(CONSIGNE 1)
D'après l'extrait choisi, quel éditeur publie l'ouvrage présenté ?

(EXTRAIT CHOISI)
——
Collectif
Nouvelle parution
A. Vauchez, Prophètes et prophétisme

A. Vauchez, Prophètes et prophétisme

Publié le par Marc Escola

Prophètes et prophétisme
André Vauchez

Collectif

DATE DE PARUTION : 02/02/12 EDITEUR : Seuil ISBN : 978-2-02-102820-1 EAN : 9782021028201 PRÉSENTATION : Broché NB. DE PAGES : 496 p.


Qu'est-ce qu'un prophète ? Un terrifiant oiseau de mauvais augure ? Une voix qui crie la bonne nouvelle dans le désert ? Derrière ce lien privilégié entretenu avec l'avenir, la définition du prophétisme est d'autant plus floue qu'elle varie selon les époques et les cultures, et même selon les religions. Dans une vaste synthèse diachronique et transcontinentale, André Vauchez et son équipe ont choisi de se concentrer sur la figure du prophète de tradition chrétienne, homme de l'attente avant toute chose, personnalité plus charismatique que réellement sage ou sainte.
——
(DONNÉES SOURCES)
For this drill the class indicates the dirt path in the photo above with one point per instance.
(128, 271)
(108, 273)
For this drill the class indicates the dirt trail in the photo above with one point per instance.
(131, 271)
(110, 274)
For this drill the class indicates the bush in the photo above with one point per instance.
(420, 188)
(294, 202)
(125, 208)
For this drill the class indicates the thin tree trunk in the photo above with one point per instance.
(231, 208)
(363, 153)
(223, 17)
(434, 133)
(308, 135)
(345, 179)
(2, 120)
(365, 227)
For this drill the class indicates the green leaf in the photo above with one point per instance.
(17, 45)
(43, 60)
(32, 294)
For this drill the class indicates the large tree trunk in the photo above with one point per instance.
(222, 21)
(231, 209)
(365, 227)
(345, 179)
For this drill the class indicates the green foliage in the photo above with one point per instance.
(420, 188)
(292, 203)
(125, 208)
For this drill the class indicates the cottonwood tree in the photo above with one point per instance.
——
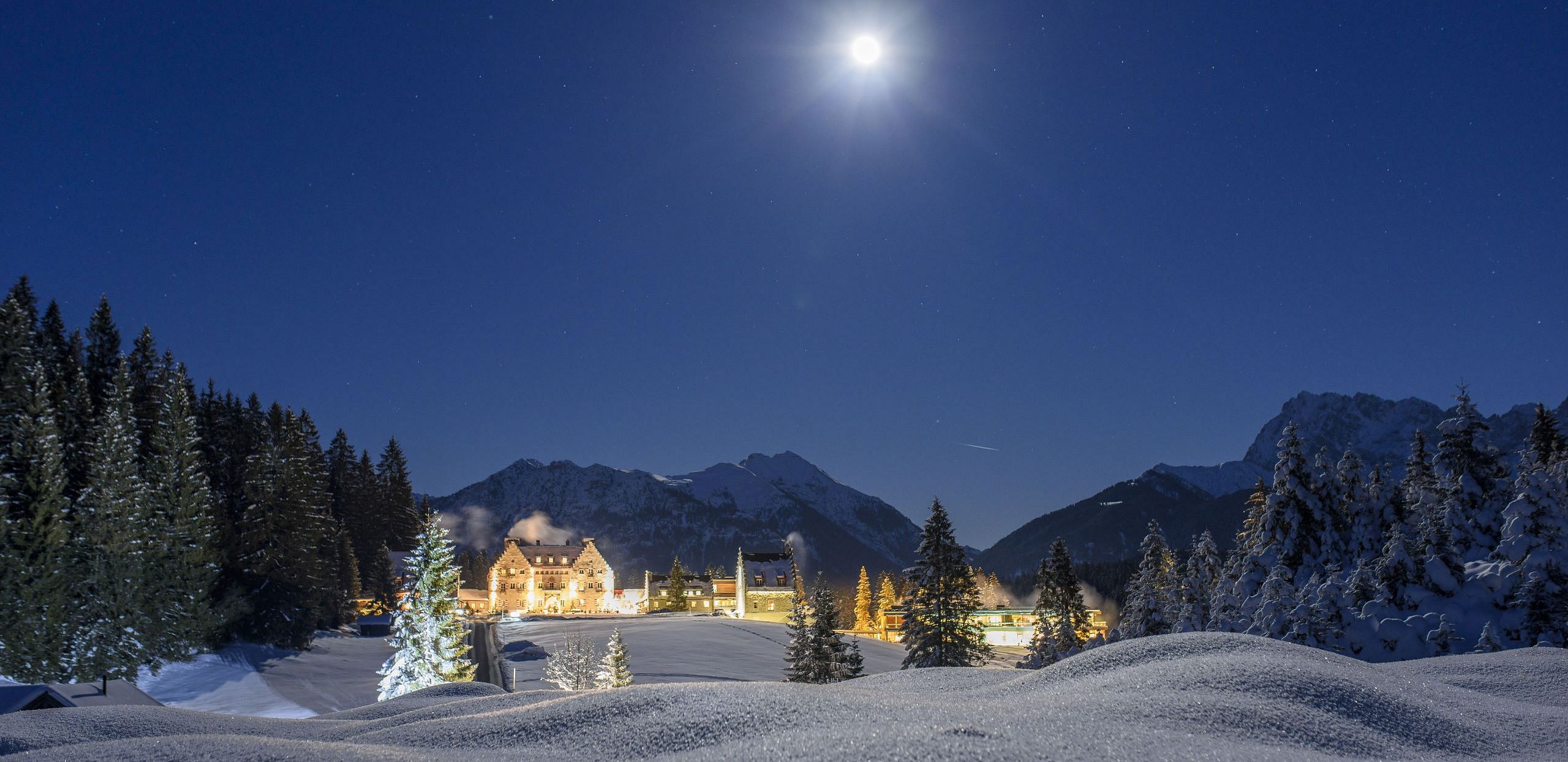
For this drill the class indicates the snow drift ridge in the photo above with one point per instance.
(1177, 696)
——
(CONSIGNE 2)
Relevez chaque ligne des données où figure le mot « tree ».

(RÉPONSE 1)
Le Seuil.

(RÉPONSE 2)
For this drill the class indicates the thin tree trunk in the photo above with one point per instance.
For this drill the class indicates the large tree trunk in the photo above with one point per instance.
For this drill the class indicates the cottonwood tree in the photo above with one point per instance.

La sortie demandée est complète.